Requirement
Among the entries below, count the lines where the string "sink" occurs, and give only the number.

Saved entries
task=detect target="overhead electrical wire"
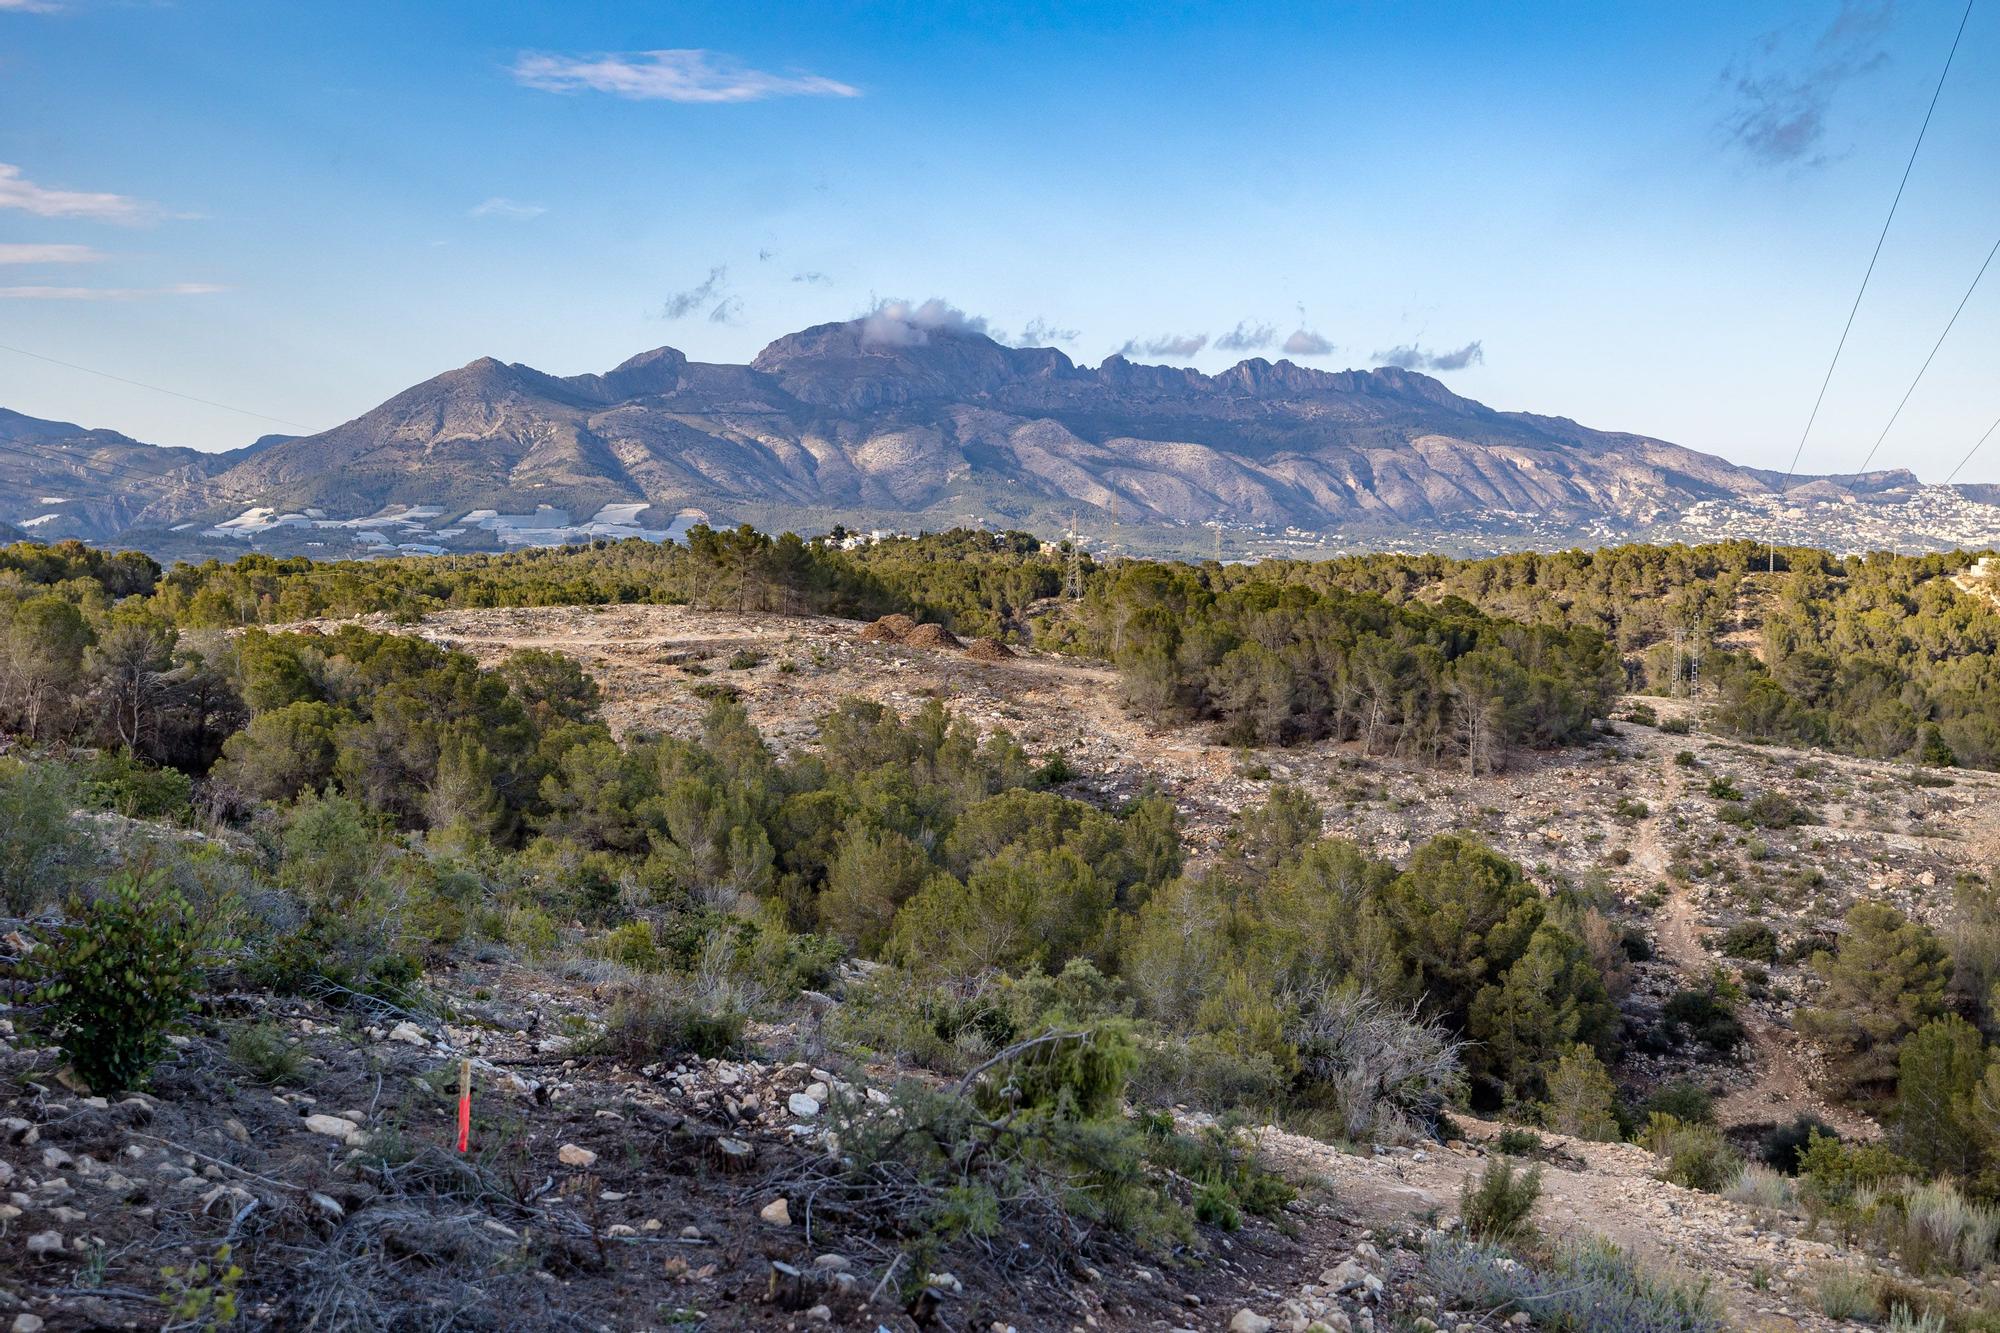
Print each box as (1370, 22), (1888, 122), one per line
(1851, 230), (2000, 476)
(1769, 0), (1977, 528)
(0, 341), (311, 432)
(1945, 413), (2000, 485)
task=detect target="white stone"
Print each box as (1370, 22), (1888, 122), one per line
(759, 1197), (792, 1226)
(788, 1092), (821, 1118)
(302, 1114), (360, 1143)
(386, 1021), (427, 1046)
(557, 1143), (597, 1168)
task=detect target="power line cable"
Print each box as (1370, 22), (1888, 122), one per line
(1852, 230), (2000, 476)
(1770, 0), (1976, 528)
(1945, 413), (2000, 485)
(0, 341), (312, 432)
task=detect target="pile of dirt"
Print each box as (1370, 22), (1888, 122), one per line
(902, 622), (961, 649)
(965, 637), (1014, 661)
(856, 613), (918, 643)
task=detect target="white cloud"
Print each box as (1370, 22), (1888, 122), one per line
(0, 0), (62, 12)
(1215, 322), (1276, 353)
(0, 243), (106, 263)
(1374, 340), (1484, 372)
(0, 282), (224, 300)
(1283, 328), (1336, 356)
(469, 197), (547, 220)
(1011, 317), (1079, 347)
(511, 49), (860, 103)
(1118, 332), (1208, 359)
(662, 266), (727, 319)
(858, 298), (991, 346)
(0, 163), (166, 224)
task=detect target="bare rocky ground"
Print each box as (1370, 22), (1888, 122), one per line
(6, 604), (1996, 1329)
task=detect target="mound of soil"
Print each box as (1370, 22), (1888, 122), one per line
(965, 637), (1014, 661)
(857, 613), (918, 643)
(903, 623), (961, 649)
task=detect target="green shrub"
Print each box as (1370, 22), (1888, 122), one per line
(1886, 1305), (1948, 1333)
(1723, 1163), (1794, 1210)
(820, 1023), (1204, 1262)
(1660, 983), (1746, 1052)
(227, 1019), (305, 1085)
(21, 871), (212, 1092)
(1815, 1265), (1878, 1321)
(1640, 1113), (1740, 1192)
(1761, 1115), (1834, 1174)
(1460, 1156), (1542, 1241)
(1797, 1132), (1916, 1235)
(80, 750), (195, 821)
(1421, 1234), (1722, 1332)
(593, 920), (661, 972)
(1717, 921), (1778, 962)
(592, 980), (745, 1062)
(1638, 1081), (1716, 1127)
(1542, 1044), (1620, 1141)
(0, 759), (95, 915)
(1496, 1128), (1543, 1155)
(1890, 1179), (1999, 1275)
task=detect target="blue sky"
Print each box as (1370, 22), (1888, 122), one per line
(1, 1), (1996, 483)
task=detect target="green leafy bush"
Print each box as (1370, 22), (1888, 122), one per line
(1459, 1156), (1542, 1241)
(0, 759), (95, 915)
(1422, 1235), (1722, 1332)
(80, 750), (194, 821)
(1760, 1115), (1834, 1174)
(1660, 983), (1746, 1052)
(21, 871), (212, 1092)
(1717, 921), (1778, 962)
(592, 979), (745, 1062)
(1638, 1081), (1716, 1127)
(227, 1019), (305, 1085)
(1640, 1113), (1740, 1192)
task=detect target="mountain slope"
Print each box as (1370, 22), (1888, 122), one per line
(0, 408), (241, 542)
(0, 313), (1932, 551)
---
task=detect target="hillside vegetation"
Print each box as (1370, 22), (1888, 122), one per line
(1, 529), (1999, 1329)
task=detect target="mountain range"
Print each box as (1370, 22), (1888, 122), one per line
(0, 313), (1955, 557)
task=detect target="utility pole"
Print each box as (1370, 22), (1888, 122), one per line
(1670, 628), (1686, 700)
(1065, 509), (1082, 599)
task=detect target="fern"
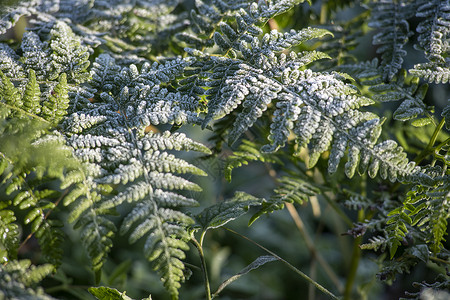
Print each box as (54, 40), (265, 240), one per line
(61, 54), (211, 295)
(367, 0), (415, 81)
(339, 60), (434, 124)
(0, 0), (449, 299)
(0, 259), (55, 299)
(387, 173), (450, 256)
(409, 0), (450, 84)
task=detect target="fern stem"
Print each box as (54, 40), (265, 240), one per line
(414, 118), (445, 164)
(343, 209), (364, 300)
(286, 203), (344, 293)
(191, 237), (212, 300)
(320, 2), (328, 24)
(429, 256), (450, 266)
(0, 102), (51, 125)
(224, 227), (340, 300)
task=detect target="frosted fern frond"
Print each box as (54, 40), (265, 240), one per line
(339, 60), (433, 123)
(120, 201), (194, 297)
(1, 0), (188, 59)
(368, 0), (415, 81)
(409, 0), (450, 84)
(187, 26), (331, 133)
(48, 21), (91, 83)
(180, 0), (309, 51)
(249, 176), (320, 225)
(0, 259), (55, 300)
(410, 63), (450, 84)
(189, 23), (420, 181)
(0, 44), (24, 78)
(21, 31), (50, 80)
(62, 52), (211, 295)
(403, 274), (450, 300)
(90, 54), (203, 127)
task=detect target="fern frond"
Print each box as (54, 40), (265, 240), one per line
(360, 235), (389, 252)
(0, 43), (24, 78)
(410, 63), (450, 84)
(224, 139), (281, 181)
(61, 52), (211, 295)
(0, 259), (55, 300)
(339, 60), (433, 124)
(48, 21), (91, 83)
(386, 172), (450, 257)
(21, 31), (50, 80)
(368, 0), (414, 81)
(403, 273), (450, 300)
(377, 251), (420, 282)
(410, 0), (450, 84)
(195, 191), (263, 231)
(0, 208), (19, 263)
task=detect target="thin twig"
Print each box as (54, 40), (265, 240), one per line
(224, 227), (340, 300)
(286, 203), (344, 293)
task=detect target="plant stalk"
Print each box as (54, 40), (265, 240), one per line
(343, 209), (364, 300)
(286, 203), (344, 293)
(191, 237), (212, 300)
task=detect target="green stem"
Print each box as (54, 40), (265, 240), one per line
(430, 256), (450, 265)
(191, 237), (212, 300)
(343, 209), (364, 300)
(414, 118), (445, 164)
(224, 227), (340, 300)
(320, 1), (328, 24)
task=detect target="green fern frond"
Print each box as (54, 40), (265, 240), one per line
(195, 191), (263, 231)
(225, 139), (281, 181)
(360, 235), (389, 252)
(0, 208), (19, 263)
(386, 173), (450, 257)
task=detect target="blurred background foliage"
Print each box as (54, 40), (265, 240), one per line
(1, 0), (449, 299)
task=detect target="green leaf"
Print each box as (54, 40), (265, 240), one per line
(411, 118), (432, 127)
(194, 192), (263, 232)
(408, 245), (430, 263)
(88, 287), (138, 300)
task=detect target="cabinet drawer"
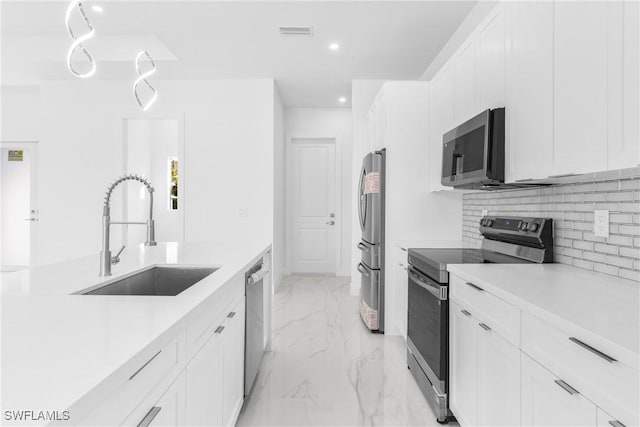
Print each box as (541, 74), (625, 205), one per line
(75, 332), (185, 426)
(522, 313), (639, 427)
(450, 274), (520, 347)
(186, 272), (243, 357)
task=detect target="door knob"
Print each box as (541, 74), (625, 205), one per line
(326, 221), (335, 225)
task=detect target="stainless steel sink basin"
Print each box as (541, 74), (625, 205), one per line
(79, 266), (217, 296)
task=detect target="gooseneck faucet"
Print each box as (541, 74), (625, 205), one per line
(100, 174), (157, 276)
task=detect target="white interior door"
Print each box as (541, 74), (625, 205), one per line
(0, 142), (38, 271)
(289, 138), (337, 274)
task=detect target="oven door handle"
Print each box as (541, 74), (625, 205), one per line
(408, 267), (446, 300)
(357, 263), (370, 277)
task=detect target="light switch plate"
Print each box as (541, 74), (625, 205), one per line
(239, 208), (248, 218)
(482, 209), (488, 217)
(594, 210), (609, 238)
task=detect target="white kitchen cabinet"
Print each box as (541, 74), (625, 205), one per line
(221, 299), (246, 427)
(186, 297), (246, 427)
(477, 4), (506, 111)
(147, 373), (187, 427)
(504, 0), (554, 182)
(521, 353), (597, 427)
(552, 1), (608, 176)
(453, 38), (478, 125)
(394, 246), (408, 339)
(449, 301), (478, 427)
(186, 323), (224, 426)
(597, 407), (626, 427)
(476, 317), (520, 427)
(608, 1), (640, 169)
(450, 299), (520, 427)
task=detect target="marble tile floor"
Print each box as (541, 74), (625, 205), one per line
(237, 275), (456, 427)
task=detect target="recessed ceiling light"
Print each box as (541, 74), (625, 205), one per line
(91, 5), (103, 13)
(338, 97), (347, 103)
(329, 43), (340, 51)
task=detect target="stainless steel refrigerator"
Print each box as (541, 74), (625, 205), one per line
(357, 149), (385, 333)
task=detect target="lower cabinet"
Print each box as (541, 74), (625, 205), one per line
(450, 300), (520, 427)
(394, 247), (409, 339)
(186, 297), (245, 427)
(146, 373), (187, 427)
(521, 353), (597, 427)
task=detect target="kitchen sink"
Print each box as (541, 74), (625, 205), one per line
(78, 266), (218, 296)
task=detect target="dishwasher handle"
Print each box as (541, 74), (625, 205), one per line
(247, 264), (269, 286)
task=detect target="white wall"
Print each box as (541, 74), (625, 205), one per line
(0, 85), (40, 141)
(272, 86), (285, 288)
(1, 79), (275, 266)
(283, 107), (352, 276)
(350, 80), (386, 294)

Answer area
2